WHAT YOU HAVE TO DO: Give the listing below again in full, exactly as written.

EXTRACTED INFORMATION:

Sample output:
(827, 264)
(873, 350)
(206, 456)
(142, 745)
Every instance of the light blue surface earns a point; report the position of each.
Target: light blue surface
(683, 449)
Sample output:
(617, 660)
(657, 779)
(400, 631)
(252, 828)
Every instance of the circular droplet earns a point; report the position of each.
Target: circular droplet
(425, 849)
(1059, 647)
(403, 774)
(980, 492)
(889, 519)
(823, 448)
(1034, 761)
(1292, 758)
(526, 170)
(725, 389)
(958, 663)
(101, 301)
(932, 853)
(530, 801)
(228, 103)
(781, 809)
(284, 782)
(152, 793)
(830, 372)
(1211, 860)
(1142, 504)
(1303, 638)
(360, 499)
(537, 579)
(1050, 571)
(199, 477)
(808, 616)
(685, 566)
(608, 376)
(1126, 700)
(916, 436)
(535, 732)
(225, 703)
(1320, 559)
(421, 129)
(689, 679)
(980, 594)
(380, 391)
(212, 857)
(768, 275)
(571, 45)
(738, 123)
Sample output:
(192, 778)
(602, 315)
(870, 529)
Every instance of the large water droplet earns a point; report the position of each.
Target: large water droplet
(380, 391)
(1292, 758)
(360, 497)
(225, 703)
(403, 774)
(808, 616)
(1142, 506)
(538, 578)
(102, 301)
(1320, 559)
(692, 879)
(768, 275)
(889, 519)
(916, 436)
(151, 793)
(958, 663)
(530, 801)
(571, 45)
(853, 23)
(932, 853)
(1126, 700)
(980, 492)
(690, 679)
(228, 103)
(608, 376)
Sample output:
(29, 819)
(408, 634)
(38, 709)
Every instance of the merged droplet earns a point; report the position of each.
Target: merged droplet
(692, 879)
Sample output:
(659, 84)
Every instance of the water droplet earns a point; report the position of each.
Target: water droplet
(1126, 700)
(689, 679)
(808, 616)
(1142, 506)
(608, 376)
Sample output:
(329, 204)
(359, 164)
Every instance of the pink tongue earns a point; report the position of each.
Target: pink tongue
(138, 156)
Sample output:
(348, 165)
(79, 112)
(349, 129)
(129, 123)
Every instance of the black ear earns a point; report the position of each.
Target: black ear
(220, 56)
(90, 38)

RESULT:
Sample output:
(827, 264)
(873, 350)
(206, 456)
(142, 745)
Every instance of the light blue surface earns a point; report the position of each.
Target: light blue surface
(683, 449)
Sample output:
(617, 660)
(657, 779)
(400, 631)
(252, 828)
Every instance of the circular droplet earns a point; report the position of each.
Target: circular droplet
(425, 849)
(1059, 647)
(403, 774)
(980, 492)
(889, 519)
(823, 448)
(1034, 761)
(1292, 758)
(526, 170)
(725, 389)
(958, 663)
(101, 301)
(932, 853)
(530, 801)
(228, 103)
(781, 809)
(284, 782)
(152, 793)
(830, 372)
(1211, 860)
(1142, 504)
(1303, 638)
(360, 499)
(537, 579)
(1050, 571)
(199, 477)
(808, 616)
(685, 566)
(608, 376)
(1126, 700)
(916, 436)
(535, 732)
(225, 703)
(1320, 559)
(421, 129)
(689, 679)
(980, 594)
(380, 391)
(212, 857)
(768, 275)
(571, 45)
(738, 123)
Sample output:
(192, 778)
(602, 315)
(870, 529)
Every instance of the large water droplet earns a point; report the position of each.
Target: large water droplet
(380, 391)
(1292, 758)
(360, 497)
(225, 703)
(403, 774)
(808, 616)
(1142, 506)
(538, 578)
(102, 301)
(1320, 559)
(692, 879)
(768, 275)
(889, 519)
(916, 436)
(151, 793)
(958, 663)
(530, 801)
(571, 45)
(853, 23)
(932, 853)
(1126, 700)
(980, 492)
(690, 679)
(228, 103)
(608, 376)
Sample output:
(29, 819)
(408, 634)
(38, 709)
Every instance of the merged droplet earns a point; report the position of each.
Target: merged droplet
(692, 879)
Sample output:
(659, 84)
Every instance of the water droplet earns a point; report the position of each.
Target: water droplet
(1126, 700)
(689, 679)
(808, 616)
(1142, 506)
(608, 376)
Sample output:
(329, 204)
(359, 164)
Every instance of the pink tongue earns a point; report the position of each.
Target: pink tongue
(138, 156)
Sample output:
(348, 165)
(79, 112)
(349, 129)
(129, 123)
Every instance of the black ear earns a point; report the position of each.
Target: black ear
(220, 56)
(90, 38)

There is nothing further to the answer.